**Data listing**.
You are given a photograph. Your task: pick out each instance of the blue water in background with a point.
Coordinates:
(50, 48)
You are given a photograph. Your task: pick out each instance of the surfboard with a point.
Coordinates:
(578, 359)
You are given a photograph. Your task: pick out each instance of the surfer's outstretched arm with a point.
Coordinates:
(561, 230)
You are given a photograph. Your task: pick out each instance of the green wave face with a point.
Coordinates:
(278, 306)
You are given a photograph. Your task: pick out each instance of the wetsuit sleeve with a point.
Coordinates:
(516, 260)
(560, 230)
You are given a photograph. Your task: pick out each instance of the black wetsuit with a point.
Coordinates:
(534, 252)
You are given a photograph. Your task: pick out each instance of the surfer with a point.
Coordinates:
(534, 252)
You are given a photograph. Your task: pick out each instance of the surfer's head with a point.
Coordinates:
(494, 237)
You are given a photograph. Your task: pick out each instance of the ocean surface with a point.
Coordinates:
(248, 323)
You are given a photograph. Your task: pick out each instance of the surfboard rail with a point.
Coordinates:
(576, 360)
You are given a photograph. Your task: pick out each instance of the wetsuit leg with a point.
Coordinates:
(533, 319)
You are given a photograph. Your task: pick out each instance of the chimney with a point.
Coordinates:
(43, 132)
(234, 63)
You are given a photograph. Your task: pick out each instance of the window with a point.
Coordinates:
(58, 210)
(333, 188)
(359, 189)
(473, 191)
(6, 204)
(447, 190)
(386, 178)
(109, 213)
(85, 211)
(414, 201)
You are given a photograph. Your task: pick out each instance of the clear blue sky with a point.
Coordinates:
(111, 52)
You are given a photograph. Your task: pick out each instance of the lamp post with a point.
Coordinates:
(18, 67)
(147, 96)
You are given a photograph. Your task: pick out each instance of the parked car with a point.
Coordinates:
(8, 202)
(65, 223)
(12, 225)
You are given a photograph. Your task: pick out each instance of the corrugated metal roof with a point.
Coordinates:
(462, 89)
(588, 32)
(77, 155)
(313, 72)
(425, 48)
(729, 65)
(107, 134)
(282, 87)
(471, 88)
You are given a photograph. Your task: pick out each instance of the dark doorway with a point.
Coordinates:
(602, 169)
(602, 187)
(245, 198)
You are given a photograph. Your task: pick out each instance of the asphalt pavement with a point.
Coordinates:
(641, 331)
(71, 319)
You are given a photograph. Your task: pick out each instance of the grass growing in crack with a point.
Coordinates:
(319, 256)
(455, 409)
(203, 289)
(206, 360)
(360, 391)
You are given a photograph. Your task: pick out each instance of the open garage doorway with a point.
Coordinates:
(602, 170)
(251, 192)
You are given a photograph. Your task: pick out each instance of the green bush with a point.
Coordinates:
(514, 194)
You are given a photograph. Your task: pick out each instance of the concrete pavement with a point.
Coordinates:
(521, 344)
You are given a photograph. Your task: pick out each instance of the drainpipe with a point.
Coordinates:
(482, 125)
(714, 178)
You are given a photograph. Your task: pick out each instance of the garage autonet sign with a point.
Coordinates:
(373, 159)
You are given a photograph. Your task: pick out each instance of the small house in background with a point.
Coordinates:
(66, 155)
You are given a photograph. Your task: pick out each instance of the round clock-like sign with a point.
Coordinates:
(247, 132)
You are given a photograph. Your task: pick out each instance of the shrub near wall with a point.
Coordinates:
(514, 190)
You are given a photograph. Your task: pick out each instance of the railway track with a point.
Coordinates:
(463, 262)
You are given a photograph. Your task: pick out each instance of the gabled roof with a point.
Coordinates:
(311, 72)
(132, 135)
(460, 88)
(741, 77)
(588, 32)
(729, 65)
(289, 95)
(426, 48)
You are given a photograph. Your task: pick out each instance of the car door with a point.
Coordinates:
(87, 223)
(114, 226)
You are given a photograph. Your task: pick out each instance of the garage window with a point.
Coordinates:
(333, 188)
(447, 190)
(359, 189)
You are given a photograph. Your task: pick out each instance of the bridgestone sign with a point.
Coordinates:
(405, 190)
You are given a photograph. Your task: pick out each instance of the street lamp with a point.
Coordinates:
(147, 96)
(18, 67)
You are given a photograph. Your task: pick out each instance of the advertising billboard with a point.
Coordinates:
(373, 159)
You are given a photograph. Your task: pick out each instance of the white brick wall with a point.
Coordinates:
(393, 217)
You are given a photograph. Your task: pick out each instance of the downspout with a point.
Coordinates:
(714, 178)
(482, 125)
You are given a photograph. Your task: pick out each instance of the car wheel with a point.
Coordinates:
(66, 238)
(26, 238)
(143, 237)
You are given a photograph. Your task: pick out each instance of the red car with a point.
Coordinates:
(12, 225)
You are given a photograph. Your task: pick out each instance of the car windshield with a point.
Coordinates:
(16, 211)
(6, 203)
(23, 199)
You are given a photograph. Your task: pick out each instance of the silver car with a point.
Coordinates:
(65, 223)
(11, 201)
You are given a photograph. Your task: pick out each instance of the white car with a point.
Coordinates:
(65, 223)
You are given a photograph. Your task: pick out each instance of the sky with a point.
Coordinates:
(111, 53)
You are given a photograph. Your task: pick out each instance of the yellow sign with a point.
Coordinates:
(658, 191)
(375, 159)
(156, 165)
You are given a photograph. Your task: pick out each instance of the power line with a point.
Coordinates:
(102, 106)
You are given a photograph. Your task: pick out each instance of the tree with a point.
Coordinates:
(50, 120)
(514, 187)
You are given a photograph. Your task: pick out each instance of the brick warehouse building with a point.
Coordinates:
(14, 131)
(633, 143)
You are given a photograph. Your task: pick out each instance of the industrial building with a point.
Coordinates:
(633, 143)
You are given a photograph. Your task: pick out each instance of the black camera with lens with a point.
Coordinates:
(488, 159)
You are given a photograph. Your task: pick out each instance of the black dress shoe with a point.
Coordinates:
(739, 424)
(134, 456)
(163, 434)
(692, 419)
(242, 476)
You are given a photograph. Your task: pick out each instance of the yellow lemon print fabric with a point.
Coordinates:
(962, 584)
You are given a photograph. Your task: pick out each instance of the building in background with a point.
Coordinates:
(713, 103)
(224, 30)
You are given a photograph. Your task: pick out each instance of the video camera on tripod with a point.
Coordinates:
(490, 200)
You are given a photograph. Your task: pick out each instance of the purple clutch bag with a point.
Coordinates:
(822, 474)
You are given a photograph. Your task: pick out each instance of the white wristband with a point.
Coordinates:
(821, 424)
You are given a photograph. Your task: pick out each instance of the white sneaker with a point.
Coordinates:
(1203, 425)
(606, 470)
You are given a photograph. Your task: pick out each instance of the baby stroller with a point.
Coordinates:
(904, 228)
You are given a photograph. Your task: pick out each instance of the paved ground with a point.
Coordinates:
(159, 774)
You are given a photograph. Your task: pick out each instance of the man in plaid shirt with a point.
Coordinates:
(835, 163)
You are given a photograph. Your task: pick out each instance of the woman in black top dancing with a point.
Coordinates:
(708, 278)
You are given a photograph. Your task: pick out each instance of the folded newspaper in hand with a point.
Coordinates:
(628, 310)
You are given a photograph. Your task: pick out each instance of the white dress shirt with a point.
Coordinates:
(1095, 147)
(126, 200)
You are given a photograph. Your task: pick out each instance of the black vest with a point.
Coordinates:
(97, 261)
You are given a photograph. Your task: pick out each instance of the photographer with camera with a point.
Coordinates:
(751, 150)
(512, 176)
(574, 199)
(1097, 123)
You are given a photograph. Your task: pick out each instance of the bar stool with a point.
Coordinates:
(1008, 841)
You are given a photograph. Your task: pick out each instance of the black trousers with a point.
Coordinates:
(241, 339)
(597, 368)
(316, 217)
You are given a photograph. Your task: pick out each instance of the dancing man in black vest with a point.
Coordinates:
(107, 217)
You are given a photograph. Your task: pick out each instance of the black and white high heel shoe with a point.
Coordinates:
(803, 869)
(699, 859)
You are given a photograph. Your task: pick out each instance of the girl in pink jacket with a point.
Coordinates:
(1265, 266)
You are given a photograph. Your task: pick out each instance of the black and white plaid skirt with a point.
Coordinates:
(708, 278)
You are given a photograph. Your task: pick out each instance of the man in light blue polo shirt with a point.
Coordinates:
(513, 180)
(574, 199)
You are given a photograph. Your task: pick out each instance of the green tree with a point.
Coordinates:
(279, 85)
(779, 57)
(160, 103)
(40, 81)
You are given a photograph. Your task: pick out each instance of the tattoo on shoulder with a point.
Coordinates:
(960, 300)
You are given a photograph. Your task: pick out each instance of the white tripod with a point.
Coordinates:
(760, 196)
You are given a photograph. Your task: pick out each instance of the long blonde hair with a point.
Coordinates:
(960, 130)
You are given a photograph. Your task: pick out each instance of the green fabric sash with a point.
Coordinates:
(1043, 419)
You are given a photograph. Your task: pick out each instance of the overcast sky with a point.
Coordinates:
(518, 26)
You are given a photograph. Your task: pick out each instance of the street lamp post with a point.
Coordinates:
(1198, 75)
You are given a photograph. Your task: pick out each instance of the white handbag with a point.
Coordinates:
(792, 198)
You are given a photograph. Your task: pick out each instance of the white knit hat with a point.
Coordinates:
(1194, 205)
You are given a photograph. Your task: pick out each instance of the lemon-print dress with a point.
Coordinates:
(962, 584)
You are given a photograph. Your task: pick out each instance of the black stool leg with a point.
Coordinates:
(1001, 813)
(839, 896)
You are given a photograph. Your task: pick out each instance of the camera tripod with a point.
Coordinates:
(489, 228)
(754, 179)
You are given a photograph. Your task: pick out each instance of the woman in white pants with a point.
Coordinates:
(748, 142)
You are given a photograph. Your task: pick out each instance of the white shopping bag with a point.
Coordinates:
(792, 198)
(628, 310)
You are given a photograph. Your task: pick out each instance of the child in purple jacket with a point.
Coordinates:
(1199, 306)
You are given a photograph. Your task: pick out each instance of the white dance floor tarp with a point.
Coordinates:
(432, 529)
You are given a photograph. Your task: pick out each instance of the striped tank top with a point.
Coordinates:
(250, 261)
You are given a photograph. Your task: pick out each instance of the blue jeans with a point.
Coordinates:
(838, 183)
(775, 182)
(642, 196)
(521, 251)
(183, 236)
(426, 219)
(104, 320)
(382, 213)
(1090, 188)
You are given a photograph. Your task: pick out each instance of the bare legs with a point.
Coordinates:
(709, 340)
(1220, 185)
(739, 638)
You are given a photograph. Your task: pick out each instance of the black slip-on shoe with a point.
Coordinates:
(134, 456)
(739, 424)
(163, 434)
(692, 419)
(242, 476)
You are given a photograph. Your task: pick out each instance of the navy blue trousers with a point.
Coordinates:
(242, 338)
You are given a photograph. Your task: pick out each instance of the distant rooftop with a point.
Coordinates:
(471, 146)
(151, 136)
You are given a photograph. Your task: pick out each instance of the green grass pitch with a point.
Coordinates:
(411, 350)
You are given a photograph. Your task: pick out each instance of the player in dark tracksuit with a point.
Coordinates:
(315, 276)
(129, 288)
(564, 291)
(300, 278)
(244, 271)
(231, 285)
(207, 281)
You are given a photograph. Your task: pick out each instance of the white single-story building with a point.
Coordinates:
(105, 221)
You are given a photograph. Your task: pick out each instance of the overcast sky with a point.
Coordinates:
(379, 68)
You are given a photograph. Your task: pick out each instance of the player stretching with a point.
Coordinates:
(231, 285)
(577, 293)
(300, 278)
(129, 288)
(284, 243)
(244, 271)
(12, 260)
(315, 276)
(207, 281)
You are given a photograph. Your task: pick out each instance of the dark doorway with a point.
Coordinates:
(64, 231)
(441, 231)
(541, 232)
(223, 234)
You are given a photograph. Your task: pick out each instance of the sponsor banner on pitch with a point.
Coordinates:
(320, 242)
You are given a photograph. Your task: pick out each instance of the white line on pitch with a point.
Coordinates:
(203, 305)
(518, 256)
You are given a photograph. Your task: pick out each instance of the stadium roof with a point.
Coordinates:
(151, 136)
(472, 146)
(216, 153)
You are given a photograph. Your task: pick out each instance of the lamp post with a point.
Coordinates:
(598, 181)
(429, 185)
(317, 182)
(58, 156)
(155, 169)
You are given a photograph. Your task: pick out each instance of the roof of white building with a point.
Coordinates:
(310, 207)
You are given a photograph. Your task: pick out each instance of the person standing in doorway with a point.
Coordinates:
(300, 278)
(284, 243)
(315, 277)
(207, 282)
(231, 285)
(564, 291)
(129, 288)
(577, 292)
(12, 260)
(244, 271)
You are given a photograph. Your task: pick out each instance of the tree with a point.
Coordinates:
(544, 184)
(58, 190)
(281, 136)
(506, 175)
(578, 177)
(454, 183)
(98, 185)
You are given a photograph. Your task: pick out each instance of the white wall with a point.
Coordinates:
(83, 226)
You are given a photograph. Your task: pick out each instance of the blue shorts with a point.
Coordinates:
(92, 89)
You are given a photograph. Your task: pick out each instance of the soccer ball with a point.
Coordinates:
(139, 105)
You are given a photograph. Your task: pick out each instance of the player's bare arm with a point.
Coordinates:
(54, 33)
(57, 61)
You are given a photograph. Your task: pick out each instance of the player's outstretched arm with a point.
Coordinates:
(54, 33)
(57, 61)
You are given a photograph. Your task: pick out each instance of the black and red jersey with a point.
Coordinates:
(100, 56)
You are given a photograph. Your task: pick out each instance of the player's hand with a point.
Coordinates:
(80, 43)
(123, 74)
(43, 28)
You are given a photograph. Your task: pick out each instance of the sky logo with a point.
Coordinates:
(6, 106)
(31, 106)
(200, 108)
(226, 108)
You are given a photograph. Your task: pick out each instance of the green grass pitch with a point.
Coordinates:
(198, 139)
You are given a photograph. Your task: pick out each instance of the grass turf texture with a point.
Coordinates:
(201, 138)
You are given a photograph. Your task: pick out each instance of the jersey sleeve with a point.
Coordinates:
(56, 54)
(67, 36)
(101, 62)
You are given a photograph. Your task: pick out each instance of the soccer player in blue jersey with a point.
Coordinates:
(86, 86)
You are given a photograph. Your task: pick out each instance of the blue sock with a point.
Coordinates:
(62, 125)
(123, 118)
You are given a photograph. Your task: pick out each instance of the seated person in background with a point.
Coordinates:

**What you need to do**.
The answer consists only of the lines from the one containing "jersey sleeve with a point." to the end of the records, each written out exactly.

**Task answer**.
You are given a photograph. Your task: pick out each instance of the jersey sleeve with a point.
Coordinates:
(56, 54)
(67, 36)
(101, 62)
You are given a photograph. Your task: pick out each instance of the soccer player in blue jersey with a point.
Coordinates:
(86, 86)
You are given a photograph. Your task: pick out each instance of the blue sock with a point.
Coordinates:
(62, 125)
(123, 118)
You are given a photograph. Your task: pick out each instance of the seated person in background with a point.
Coordinates:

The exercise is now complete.